* [Texto publicado]
>>>>

La reciente victoria electoral de Alexis Tsipras, que a sus 40 años lo convirtió en el más joven Primer Ministro de Grecia, está provocando la angustia de la oligarquía local, habituada a evadir impuestos, monopolizar contratos, soslayar pagos a los bancos y manipular las decisiones políticas para corregir la errática conducción de las finanzas públicas en ese atribulado país que, en el último quinquenio, se empobreció hasta alcanzar inauditos niveles de indigencia.

Lo que más me impresionó de las primeras declaraciones de Tsipras no fueron sus propósitos de enmendar los errores económicos de gobiernos previos, sino su voluntad de restaurar la dignidad de una nación vapuleada por los mandatarios de la Unión Europea que se ensañaron contra Atenas, aprovechando su indefensión frente al peso de aquella enorme deuda que ronda los 310.000 millones de dólares. Es que sucede a los países, como a las personas, que agobiados por las obligaciones y la pobreza lacerante, cuando acuden al prestamista usurero, éste se arroga el derecho no solo de darles lecciones de moral, exigiendo los términos más draconianos para recuperar su dinero, sino también aprovecha su situación superior para humillarlos y avergonzarlos de su triste postración. Esto aconteció con Grecia, que le ha arrebatado a Turquía, su legendario rival, el epíteto de “hombre enfermo de Europa” que el país otomano lucía hace más de un siglo.

Para la captura del poder, Tsipras usó como instrumento partidario a Syriza, heteróclita alianza de izquierdas radicales, con la que se hizo de una cómoda mayoría parlamentaria. Con ese triunfo en las urnas, el sentimiento popular se creyó reivindicado; empero, trasladó su pesadilla a los acreedores, que son principalmente tres: la Comisión Europea, el Banco Central Europeo y el Fondo Monetario Internacional.

En principio, la troika no está llana a renegociar la deuda, que por el enmarañado tejido de compromisos suscritos entre los países de la Unión hace difícil el camino hacia una solución inmediata. Sin embargo, tampoco se desea que Grecia abandone sus pagos, por ejemplo, saliendo de la zona euro, lo que tendría funestas consecuencias para la emblemática moneda y para los mercados internacionales. Esa circunstancia otorga a Tsipras un fluido margen de negociación, que podría incluir su posible veto cuando se trate de acentuar las sanciones aplicadas por la Unión Europea a Rusia, castigándola por su incursión en Ucrania.

Evidentemente ello explica su comedida vinculación con Vladimir Putin. Paralelamente, a nivel político las agrupaciones de la izquierda europea han celebrado la victoria de Syriza como suya propia, e incluso alucinan con un efecto dominó que afectaría las elecciones en naciones sureñas, comenzando por España (con el Podemos de Pablo Iglesias) y llegando hasta Francia (con Jean Louis Melenchon). Ese sería el caldo de cultivo para quienes pronostican la implosión de la Unión Europea.

Todo me recuerda aquello de que los campesinos predican que “quien paga sus deudas, se empobrece”, pero en la encrucijada en la que se halla Grecia, con una economía exangüe y un pueblo que impacientemente exigirá resultados, a los acreedores no les quedará otro remedio que rescalonar el pago de la factura en algunos decenios, remitiendo la deuda a las “calendas griegas”, para usar un término con leyenda nacional.

<<<<

* [Datos incluidos]
>>>>

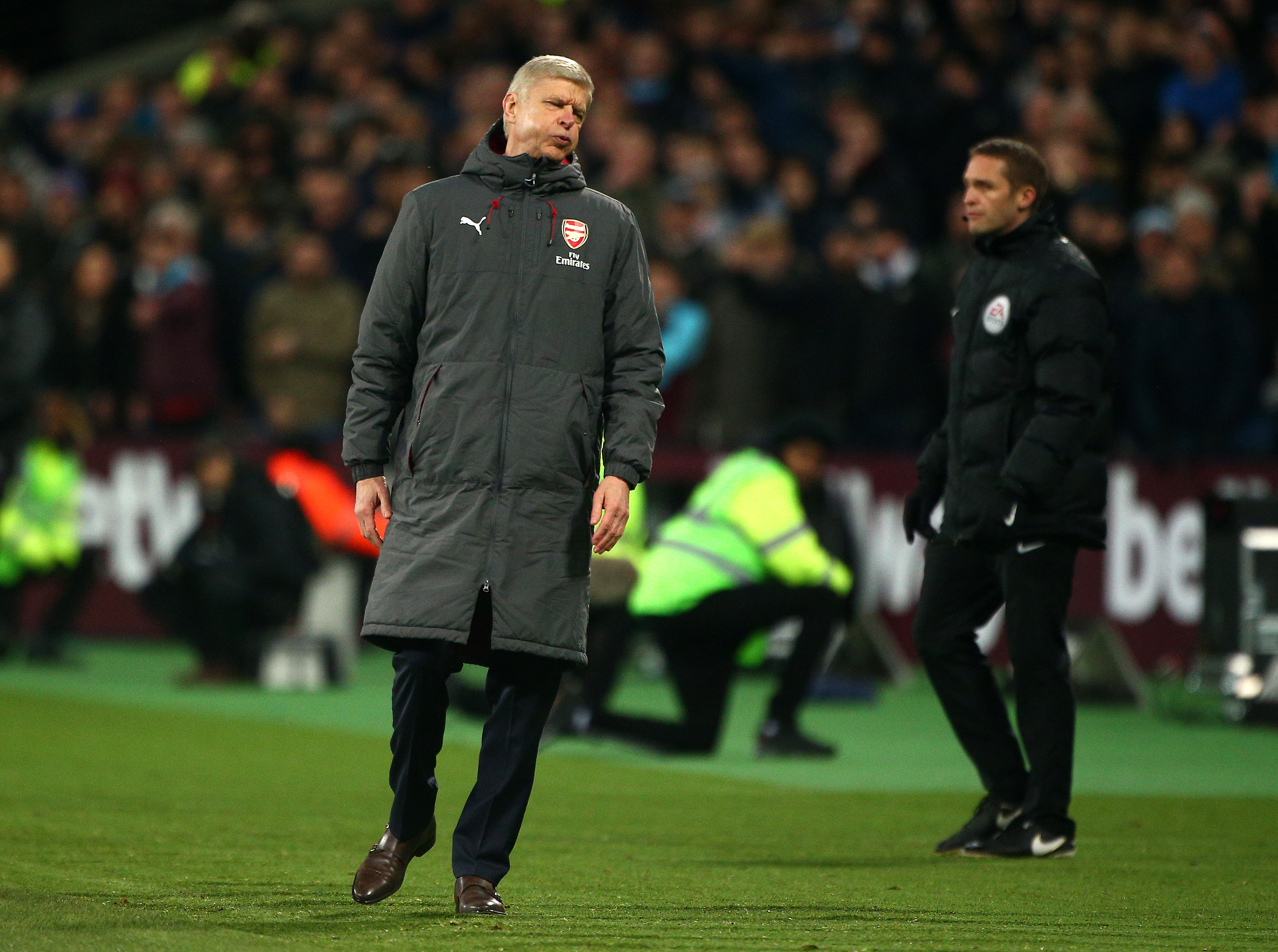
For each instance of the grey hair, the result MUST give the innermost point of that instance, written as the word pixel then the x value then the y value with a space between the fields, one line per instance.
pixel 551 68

<<<<

* [Objetivo]
¿Qué personas aparecen mencionadas por su nombre en el texto sobre Grecia? Enumérelas todas.

* [Respuesta]
- Alexis Tsipras
- Vladimir Putin
- Pablo Iglesias
- Jean Louis Melenchon